> EXERCISE BRIEF
Starting at the line that contains "Point out every instance of the person's left" and stopping after the line that contains "x=52, y=211", copy out every line of the records and raise each coordinate in the answers by 147. Leave every other number unchanged.

> MATERIAL SUPPLIED
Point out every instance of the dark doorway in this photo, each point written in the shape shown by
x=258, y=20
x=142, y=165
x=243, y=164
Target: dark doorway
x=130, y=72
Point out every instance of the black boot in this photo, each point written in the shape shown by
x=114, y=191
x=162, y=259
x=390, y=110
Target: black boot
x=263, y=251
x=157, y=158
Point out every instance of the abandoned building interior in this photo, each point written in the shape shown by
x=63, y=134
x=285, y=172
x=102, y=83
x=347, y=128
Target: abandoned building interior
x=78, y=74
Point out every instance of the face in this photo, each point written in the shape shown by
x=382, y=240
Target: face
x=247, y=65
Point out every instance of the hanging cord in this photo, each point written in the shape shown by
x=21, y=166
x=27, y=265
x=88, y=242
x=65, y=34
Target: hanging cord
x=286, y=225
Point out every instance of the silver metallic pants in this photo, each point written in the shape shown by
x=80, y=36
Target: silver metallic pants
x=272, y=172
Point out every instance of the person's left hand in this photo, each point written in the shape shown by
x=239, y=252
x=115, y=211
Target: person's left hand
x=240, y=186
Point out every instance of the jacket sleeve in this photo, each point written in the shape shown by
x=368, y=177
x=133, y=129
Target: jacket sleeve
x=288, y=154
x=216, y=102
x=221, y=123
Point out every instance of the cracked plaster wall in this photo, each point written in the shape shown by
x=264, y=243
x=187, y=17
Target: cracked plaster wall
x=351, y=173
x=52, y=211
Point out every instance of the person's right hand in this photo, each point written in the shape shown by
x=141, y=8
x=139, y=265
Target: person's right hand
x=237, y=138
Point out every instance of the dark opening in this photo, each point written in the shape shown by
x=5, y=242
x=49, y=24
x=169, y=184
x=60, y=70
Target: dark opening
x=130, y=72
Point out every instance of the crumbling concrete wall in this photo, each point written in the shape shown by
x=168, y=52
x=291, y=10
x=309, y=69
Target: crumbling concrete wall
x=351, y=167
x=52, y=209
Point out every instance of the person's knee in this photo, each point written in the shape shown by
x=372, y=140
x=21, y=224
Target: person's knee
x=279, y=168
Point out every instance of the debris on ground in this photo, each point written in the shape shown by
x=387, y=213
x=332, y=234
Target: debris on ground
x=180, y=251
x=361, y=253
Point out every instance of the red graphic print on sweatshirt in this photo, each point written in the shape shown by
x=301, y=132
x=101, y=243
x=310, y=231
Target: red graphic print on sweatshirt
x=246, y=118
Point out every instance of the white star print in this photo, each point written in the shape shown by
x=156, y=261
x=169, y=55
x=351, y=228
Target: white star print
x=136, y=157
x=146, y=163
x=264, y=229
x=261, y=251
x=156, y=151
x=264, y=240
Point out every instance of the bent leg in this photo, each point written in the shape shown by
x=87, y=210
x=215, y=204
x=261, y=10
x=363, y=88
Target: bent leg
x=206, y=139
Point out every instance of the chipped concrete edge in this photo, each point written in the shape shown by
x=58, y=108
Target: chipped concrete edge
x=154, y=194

> OUTPUT FOR THIS EXERCISE
Point out every instance of the person's left hand in this photo, each point written in the shape shown by
x=239, y=252
x=115, y=211
Target: person's left hand
x=387, y=333
Point out every instance of the jacket sleeve in this photo, each point written in the shape shown by
x=368, y=177
x=133, y=129
Target: jacket sleeve
x=435, y=301
x=363, y=249
x=368, y=270
Point out every instance of the cracked plaster wall in this photo, each point written in the shape shown by
x=264, y=243
x=187, y=17
Target: cracked plaster wall
x=498, y=320
x=199, y=358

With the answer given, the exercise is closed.